◆ WHAT IS REQUIRED ◆
Reproduce the records below line for line, without changing a single character.

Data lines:
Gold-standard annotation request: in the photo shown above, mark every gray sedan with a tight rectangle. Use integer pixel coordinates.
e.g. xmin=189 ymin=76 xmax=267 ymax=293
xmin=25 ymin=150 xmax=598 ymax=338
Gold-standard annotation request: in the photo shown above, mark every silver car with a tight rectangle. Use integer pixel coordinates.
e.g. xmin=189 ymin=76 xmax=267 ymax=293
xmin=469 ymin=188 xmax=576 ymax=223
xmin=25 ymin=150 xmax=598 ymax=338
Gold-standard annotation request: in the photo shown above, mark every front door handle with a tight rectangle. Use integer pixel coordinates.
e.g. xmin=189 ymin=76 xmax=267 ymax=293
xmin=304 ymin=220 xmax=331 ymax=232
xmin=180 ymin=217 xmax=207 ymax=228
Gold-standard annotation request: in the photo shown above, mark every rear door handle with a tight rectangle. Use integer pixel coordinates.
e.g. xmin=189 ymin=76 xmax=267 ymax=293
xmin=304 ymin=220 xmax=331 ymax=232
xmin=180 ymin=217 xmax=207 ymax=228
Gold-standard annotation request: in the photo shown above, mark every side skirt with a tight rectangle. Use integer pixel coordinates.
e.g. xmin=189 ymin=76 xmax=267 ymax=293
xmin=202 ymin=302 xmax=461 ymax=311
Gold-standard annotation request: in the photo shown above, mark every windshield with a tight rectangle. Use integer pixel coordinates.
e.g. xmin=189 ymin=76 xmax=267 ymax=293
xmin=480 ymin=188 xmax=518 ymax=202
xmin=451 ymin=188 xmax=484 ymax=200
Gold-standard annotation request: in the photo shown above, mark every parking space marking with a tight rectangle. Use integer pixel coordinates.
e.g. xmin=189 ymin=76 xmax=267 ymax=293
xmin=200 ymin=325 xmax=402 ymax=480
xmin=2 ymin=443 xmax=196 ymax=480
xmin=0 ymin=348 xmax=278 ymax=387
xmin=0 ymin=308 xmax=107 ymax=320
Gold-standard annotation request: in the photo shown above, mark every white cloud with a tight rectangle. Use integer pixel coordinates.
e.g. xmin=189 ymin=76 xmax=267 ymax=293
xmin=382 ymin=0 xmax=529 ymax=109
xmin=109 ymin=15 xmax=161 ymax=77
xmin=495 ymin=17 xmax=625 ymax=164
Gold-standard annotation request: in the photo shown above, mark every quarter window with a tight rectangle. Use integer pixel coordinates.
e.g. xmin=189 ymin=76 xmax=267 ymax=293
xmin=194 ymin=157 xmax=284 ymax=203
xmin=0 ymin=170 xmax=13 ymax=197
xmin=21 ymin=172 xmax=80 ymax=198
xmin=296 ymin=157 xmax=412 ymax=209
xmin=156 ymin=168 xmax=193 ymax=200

◆ OUTPUT BELOW ◆
Gold-standard annotation request: in the photo shown above, mark every gray sedan with a tight rectangle. Use integer pixel coordinates.
e.g. xmin=189 ymin=76 xmax=267 ymax=293
xmin=25 ymin=150 xmax=598 ymax=338
Gold-standard annotation request: in the photo shown above, mark every silver car with a tight rectangle. Use integer pixel coordinates.
e.g. xmin=189 ymin=76 xmax=267 ymax=293
xmin=469 ymin=188 xmax=576 ymax=223
xmin=25 ymin=150 xmax=598 ymax=338
Gold-standard annotation request: in the photo shown above, mark every front door handle with a tight rectangle. Use integer pixel coordinates.
e.g. xmin=189 ymin=76 xmax=267 ymax=293
xmin=304 ymin=220 xmax=331 ymax=232
xmin=180 ymin=217 xmax=207 ymax=228
Gold-standard annotation request: in the photo shown above, mark every rear door handle with a tight rectangle. Use integer pixel coordinates.
e.g. xmin=189 ymin=76 xmax=267 ymax=293
xmin=304 ymin=220 xmax=331 ymax=232
xmin=180 ymin=217 xmax=207 ymax=228
Gold-standard annotation request: in the photo shown above, mark every side skirt with a tight rectangle. Use integer pixel coordinates.
e.g. xmin=189 ymin=76 xmax=267 ymax=293
xmin=202 ymin=302 xmax=461 ymax=311
Gold-standard annotation request: in the photo shown above, mark every windshield with a tight rectangle. Use integer pixel coordinates.
e.g. xmin=189 ymin=76 xmax=267 ymax=293
xmin=480 ymin=188 xmax=518 ymax=202
xmin=451 ymin=188 xmax=484 ymax=200
Gold-standard annotation request: in the photo shown above, mark every parking space marking with a tight rectangle. Use integer pixel coordinates.
e.g. xmin=189 ymin=76 xmax=267 ymax=293
xmin=200 ymin=325 xmax=402 ymax=480
xmin=2 ymin=443 xmax=196 ymax=480
xmin=0 ymin=348 xmax=278 ymax=387
xmin=0 ymin=308 xmax=107 ymax=320
Gold-standard annotation request: in the photo shown above, mark every white cloud with a tight rectangle. Use integer pixel coordinates.
e.g. xmin=189 ymin=76 xmax=267 ymax=293
xmin=382 ymin=0 xmax=529 ymax=109
xmin=109 ymin=15 xmax=161 ymax=77
xmin=495 ymin=17 xmax=625 ymax=164
Gold-standard annotation request: in the photo shown above, mark every quarter window with a tight rectangle. Use integer pixel coordinates.
e.g. xmin=189 ymin=76 xmax=267 ymax=293
xmin=194 ymin=157 xmax=284 ymax=203
xmin=0 ymin=170 xmax=13 ymax=197
xmin=21 ymin=172 xmax=80 ymax=198
xmin=296 ymin=157 xmax=412 ymax=209
xmin=156 ymin=168 xmax=193 ymax=200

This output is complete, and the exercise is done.